• The task:
Identify each line of the records that contains the word "white", and copy those lines out. Case counts.

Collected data

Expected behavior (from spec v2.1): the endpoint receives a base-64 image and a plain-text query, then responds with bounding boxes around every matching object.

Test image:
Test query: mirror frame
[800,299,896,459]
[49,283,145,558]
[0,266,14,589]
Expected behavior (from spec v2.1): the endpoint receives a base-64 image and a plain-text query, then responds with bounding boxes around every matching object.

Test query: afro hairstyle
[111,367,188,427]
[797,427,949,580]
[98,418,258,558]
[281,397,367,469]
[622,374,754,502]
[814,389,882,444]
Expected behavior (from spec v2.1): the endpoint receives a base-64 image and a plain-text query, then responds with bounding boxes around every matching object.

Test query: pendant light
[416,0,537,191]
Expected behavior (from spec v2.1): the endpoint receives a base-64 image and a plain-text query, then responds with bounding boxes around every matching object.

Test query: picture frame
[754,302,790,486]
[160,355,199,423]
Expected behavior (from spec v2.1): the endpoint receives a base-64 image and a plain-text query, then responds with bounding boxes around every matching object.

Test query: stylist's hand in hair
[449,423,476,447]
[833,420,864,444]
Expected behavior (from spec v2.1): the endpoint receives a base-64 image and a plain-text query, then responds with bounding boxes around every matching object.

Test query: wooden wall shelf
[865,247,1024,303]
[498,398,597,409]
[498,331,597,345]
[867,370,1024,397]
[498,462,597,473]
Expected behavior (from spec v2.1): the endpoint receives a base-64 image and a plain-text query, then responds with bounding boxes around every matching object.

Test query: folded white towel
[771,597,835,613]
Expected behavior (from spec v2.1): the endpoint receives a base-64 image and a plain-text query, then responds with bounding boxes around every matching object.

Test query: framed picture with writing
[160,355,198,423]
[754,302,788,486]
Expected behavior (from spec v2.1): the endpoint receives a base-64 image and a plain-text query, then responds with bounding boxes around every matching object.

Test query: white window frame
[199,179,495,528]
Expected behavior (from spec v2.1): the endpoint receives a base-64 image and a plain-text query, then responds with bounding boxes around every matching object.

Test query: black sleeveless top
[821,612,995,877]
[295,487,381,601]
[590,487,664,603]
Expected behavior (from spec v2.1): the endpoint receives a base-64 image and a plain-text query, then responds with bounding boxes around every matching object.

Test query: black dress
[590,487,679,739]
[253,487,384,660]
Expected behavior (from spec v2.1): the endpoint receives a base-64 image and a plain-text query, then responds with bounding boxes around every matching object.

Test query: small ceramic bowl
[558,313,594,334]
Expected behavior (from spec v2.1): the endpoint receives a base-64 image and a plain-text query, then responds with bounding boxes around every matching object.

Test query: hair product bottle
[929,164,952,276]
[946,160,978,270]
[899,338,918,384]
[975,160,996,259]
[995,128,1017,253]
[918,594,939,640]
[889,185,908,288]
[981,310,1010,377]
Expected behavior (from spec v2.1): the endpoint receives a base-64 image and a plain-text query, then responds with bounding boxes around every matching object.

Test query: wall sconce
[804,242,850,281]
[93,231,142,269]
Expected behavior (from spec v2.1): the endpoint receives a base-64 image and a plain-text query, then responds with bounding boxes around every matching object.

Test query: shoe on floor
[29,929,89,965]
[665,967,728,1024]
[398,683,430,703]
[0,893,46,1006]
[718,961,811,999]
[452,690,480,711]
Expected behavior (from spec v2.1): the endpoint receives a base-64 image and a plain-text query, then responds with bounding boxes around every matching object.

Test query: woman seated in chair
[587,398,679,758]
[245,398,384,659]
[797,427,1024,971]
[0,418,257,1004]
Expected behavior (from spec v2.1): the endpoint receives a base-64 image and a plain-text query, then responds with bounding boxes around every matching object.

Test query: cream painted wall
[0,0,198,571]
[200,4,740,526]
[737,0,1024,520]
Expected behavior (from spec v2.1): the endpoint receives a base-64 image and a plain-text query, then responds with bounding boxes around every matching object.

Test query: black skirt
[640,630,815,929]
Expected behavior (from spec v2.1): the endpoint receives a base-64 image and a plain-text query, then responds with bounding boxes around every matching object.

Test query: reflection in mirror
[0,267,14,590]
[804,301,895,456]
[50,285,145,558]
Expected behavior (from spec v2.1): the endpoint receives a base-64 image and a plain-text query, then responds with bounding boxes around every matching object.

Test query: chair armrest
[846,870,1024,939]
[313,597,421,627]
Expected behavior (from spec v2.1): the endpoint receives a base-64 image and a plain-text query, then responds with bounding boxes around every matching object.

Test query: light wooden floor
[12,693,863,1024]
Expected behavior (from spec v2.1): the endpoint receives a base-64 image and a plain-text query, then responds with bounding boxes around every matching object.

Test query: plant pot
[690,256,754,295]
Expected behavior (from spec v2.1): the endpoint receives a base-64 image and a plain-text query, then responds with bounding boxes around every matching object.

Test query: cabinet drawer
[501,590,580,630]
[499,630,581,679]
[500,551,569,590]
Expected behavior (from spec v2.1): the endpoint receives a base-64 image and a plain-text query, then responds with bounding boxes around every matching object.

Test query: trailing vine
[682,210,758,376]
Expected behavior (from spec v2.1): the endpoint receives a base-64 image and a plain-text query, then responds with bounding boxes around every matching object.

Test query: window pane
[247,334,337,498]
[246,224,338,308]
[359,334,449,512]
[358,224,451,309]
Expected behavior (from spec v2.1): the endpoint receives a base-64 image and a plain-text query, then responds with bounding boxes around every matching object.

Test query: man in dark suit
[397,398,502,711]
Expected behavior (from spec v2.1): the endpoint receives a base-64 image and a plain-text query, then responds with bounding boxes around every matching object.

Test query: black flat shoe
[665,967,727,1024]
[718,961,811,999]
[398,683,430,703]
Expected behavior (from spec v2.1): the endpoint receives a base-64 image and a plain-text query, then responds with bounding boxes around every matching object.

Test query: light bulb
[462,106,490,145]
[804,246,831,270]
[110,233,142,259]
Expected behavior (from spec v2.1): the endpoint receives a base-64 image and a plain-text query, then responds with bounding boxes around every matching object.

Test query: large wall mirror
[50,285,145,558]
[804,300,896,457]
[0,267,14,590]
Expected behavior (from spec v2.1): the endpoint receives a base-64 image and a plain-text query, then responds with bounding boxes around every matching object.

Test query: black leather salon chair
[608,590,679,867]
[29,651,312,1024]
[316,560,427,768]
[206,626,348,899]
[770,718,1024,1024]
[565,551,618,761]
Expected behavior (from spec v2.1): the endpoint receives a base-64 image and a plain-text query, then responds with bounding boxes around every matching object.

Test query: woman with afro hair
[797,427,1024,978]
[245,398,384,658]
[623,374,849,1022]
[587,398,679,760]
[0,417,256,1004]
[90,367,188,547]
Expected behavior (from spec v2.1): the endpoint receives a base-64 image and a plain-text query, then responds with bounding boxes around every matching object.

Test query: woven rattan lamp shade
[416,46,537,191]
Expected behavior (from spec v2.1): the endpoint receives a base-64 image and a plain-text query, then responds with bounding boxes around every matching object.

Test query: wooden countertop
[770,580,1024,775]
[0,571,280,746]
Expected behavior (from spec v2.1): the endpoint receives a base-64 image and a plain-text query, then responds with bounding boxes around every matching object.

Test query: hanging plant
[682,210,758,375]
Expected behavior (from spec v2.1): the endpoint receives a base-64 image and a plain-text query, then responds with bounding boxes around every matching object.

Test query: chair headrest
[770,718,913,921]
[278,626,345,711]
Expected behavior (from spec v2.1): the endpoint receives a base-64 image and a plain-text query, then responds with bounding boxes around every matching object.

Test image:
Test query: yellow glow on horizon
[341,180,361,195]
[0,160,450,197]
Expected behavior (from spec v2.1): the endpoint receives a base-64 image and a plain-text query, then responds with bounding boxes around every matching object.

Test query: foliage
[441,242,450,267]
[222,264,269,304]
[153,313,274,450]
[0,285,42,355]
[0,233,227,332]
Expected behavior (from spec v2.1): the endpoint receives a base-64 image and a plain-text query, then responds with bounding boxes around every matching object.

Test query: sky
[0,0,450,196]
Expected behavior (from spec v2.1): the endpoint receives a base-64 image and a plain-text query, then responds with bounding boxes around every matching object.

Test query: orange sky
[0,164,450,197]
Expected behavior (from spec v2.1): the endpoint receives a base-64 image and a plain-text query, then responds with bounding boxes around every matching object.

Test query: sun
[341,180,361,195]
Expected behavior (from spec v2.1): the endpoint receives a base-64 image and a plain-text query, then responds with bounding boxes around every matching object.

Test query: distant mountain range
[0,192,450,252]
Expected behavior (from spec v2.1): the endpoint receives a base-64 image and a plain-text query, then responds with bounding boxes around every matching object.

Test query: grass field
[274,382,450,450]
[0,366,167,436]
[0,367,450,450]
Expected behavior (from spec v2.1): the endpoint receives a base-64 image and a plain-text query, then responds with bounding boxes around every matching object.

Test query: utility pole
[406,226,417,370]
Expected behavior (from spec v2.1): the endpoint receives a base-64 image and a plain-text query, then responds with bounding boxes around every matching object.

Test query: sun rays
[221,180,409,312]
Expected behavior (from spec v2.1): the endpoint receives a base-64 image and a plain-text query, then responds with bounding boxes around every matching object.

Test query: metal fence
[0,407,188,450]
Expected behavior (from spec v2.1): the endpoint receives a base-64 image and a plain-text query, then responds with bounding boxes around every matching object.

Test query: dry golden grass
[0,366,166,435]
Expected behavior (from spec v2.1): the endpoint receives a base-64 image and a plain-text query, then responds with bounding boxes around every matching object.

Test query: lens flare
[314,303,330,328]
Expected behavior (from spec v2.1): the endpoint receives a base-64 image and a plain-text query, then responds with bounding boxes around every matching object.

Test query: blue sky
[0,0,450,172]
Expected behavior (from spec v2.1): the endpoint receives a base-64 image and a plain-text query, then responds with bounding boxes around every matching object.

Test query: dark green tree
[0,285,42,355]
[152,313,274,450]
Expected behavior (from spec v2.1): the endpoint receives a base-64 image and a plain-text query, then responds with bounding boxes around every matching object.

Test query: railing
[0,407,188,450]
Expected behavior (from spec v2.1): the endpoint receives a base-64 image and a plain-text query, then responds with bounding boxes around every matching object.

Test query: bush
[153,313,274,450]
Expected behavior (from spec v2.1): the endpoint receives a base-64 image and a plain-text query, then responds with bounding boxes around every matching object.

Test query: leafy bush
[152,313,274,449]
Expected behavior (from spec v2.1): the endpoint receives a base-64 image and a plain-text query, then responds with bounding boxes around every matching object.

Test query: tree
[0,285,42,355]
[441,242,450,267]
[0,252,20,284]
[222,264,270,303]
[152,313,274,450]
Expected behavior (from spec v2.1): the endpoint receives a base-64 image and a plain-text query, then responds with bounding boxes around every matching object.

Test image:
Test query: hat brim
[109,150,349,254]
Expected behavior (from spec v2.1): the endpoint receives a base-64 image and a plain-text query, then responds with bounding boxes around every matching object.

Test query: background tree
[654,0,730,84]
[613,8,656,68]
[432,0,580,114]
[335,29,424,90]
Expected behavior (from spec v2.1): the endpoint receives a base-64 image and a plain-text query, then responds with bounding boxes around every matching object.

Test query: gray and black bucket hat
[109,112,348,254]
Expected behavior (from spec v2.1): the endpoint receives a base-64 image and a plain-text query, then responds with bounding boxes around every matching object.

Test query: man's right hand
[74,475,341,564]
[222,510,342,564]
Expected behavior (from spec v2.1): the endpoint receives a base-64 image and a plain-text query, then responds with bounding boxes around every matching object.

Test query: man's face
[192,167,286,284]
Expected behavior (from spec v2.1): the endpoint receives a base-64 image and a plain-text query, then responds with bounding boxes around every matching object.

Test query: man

• Exercise output:
Test query: folded white towel
Test query: white window frame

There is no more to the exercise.